- 文档正文
Stack CreateStack() {
    Stack s = (Stack)malloc(sizeof(struct StackNode));
    s->top = -1;
    return s;
}

void DestoryStack(Stack s) {
    if (s != NULL)
        free(s);
    return;
}

bool Push(Stack s, int x) {
    if (s == NULL || s->top == MAXSIZE - 1)
        return false;
    s->data[++s->top] = x;
    return true;
}

bool Pop(Stack s, int* x) {
    if (s == NULL || s->top == -1)
        return false;
    *x = s->data[s->top--];
    return true;
}

bool StackEmpty(Stack s) {
    return s->top == -1;
}

bool StackFull(Stack s) {
    return s->top == MAXSIZE - 1;
}

//队列及其操作集
struct QueueNode {
    int data[MAXSIZE];
    int front;
    int rear;
};
typedef struct QueueNode* Queue;

Queue CreateQueue() {
    Queue q = (Queue)malloc(sizeof(struct QueueNode));
    q->front = 0;
    q->rear = 0;
    return q;
}

void DestoryQueue(Queue q) {
    if (q != NULL)
        free(q);
    return;
}

bool EnQueue(Queue q, int x) {
    if (q->front == (q->rear + 1) % MAXSIZE)
        return false;
    q->data[q->rear] = x;
    q->rear = (q->rear + 1) % MAXSIZE;
    return true;
}

bool DeQueue(Queue q, int* x) {
    if (q->front == q->rear)

- 所给数据
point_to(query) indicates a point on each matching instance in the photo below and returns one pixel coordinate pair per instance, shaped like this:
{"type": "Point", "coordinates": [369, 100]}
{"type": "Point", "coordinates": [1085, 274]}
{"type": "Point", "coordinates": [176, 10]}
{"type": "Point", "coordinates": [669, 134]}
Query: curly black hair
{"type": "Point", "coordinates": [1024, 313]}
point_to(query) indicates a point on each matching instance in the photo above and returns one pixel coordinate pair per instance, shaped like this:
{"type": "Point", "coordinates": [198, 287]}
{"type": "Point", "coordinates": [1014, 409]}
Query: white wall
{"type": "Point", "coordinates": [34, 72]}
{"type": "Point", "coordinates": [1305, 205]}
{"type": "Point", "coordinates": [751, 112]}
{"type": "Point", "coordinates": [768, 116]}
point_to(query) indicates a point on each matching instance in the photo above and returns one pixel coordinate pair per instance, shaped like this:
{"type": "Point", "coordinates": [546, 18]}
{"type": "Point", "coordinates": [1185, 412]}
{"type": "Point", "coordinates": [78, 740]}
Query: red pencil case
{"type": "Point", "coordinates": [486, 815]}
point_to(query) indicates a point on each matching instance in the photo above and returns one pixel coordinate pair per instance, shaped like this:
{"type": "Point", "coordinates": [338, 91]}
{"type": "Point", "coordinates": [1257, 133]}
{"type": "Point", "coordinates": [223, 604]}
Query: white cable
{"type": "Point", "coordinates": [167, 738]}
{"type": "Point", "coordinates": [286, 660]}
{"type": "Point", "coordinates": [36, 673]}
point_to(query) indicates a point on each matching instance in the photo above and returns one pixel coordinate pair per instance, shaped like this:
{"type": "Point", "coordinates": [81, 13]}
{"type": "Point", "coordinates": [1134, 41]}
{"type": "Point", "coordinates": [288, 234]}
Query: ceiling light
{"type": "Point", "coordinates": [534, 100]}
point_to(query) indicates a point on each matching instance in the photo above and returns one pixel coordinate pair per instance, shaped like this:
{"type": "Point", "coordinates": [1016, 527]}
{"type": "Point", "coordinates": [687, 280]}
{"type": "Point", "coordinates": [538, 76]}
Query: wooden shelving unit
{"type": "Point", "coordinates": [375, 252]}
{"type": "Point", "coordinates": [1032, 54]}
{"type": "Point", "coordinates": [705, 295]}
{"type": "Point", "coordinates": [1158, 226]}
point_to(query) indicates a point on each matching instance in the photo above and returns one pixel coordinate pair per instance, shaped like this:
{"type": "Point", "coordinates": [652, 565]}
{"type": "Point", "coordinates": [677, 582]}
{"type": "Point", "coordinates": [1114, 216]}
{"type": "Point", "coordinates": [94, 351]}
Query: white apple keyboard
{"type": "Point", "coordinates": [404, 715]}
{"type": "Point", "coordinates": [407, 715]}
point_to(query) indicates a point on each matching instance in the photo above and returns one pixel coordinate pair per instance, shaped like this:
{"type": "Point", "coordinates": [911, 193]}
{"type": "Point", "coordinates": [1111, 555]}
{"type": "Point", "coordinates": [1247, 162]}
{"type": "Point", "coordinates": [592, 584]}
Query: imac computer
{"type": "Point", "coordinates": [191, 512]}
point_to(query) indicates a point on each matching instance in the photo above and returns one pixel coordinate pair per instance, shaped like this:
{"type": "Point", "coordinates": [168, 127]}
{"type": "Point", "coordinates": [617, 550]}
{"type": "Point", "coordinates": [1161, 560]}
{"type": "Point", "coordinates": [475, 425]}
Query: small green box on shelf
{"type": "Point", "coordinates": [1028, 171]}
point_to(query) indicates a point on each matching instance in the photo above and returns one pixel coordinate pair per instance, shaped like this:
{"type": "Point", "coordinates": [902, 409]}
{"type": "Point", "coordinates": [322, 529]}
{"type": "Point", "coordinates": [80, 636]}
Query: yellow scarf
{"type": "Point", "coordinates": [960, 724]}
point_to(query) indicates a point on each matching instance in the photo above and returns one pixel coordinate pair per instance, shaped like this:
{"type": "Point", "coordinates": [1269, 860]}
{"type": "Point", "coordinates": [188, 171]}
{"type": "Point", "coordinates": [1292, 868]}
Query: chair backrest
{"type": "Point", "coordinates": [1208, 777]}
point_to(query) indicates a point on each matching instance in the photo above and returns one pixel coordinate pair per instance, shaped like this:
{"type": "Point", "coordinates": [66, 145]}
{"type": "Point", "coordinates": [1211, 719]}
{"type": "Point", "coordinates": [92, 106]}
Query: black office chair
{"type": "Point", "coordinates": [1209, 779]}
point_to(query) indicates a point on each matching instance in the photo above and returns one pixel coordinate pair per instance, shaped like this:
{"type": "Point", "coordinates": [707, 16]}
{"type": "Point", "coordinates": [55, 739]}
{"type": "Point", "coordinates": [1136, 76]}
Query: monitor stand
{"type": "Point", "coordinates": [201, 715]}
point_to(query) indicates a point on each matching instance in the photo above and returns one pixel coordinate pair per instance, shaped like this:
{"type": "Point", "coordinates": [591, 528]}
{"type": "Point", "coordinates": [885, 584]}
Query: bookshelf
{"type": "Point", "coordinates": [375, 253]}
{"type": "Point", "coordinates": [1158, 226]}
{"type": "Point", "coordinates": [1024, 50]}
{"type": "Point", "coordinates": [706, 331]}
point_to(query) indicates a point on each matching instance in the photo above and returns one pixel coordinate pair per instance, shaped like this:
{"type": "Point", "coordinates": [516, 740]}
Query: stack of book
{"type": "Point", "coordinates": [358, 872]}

- 任务
**a)** 请把栈和队列的代码中从“bool Push(Stack s, int”起、到“s->top == -1)”为止（含这一处）的部分一字不差地复制下来。
**b)** 在栈和队列的代码里，CreateQueue 把 front 和 rear 分别初始化成什么值？

- 最终结果
**a)**
bool Push(Stack s, int x) {
    if (s == NULL || s->top == MAXSIZE - 1)
        return false;
    s->data[++s->top] = x;
    return true;
}

bool Pop(Stack s, int* x) {
    if (s == NULL || s->top == -1)

**b)** front 和 rear 都初始化为 0。